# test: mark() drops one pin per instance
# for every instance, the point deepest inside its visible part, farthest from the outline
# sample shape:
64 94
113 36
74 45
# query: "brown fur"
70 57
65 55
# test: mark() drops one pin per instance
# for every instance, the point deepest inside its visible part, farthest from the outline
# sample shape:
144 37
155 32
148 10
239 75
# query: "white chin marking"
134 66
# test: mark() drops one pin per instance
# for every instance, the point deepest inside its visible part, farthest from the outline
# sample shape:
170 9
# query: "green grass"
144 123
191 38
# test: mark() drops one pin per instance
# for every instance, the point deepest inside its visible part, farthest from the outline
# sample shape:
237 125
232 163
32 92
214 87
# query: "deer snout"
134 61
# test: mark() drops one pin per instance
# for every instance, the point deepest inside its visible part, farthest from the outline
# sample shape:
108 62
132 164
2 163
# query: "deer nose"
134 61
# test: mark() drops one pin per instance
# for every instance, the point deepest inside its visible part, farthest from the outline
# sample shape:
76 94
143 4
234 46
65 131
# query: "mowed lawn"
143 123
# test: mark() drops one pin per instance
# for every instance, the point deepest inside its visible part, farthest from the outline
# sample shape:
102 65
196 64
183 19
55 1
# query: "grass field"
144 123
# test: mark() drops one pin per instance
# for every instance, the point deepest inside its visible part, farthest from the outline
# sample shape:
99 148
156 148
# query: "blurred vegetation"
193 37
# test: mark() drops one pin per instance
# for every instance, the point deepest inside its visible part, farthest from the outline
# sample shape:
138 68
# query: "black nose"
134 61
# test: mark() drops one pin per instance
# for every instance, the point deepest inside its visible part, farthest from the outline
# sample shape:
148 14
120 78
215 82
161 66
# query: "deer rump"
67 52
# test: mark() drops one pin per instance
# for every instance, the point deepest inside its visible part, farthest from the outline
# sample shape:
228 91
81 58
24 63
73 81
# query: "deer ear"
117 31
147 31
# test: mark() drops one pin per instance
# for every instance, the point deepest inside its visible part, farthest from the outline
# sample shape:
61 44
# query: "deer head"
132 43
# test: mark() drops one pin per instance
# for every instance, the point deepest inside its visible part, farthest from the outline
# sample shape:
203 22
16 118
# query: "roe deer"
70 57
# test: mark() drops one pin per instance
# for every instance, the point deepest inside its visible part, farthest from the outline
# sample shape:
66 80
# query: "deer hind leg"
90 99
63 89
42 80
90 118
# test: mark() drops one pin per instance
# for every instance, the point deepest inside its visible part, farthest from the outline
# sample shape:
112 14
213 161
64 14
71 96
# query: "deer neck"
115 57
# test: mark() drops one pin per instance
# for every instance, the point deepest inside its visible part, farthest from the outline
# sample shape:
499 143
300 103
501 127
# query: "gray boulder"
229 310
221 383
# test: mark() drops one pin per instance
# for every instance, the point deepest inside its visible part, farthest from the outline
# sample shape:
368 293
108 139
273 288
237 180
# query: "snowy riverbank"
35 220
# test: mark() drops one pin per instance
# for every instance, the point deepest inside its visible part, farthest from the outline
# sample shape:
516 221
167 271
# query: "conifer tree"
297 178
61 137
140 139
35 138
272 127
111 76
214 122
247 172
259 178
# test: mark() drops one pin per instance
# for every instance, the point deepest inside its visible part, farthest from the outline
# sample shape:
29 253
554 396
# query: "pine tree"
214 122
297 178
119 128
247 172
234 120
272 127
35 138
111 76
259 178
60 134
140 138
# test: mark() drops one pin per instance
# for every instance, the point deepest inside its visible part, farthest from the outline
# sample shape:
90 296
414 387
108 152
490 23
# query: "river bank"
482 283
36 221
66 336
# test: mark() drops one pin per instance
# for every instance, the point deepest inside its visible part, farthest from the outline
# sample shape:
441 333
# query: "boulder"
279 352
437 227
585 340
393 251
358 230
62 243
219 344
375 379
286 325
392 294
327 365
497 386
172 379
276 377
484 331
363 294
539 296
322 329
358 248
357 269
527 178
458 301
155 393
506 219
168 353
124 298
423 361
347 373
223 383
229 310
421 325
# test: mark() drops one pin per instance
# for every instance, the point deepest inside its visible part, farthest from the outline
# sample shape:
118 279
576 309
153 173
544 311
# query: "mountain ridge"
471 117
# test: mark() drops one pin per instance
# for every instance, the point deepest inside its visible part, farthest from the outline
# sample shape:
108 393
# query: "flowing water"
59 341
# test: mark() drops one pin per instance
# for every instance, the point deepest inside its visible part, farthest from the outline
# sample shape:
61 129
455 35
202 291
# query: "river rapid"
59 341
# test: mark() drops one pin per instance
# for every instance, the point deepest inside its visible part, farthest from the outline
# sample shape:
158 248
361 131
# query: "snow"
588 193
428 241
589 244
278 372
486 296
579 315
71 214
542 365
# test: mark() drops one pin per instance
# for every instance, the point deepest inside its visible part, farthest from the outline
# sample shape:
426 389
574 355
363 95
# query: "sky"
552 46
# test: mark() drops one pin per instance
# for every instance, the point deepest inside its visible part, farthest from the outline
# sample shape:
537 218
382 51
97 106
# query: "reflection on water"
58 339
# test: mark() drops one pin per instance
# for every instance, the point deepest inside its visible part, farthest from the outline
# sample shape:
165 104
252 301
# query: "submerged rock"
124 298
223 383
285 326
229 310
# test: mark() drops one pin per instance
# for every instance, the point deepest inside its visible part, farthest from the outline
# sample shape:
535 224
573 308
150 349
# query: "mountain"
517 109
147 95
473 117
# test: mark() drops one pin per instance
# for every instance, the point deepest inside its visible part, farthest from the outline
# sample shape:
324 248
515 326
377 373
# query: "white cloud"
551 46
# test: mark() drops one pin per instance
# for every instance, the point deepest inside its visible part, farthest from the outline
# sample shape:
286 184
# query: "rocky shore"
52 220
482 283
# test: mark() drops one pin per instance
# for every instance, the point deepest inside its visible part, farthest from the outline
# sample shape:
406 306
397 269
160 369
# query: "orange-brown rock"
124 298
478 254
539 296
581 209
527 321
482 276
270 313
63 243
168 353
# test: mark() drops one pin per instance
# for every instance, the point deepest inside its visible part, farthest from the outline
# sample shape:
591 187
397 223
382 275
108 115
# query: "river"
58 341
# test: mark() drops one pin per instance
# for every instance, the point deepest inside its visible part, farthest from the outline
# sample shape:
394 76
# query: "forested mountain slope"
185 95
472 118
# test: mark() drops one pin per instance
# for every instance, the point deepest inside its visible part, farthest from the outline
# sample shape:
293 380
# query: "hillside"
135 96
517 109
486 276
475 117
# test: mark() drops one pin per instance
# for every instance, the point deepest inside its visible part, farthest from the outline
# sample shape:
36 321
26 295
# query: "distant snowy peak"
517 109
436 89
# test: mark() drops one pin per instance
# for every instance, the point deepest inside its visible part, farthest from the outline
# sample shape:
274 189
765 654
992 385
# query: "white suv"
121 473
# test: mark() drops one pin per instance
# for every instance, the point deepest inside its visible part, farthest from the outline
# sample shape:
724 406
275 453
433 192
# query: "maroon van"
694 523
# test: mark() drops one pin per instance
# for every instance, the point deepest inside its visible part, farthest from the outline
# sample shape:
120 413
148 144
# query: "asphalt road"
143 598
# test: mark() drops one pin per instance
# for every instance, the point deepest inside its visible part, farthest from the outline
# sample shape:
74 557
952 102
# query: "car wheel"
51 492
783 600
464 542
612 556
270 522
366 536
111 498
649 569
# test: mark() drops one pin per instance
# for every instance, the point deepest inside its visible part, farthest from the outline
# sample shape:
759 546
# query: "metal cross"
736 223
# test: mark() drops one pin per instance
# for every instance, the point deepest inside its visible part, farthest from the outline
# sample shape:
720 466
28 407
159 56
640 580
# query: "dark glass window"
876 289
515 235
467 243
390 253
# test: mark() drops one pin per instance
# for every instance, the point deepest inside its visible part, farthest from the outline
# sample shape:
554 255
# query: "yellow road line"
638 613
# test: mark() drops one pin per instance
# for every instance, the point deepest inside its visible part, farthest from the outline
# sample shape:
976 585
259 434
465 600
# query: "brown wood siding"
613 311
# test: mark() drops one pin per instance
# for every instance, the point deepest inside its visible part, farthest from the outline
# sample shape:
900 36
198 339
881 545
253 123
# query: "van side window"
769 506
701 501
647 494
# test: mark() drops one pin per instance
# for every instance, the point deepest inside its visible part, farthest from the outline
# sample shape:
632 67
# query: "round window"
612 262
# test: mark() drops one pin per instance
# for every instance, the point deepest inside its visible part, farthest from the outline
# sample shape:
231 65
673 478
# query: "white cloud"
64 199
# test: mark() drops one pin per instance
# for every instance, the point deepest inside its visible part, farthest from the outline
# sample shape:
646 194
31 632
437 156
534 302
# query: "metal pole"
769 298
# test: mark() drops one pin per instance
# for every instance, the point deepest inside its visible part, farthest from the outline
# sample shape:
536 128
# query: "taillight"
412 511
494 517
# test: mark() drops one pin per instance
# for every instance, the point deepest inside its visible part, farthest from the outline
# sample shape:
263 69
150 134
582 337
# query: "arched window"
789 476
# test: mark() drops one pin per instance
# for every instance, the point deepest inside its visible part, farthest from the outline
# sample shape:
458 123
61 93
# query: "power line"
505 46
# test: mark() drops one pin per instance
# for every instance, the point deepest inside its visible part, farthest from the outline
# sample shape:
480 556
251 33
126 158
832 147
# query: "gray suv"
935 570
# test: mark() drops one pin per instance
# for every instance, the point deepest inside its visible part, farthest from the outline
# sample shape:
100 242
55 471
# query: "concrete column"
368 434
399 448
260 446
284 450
● ● ●
**DIRECTION**:
Count the lines in the items above that contain the string "snowy", treating uppercase and lowercase as distinct, and give only the number.

**TASK ANSWER**:
2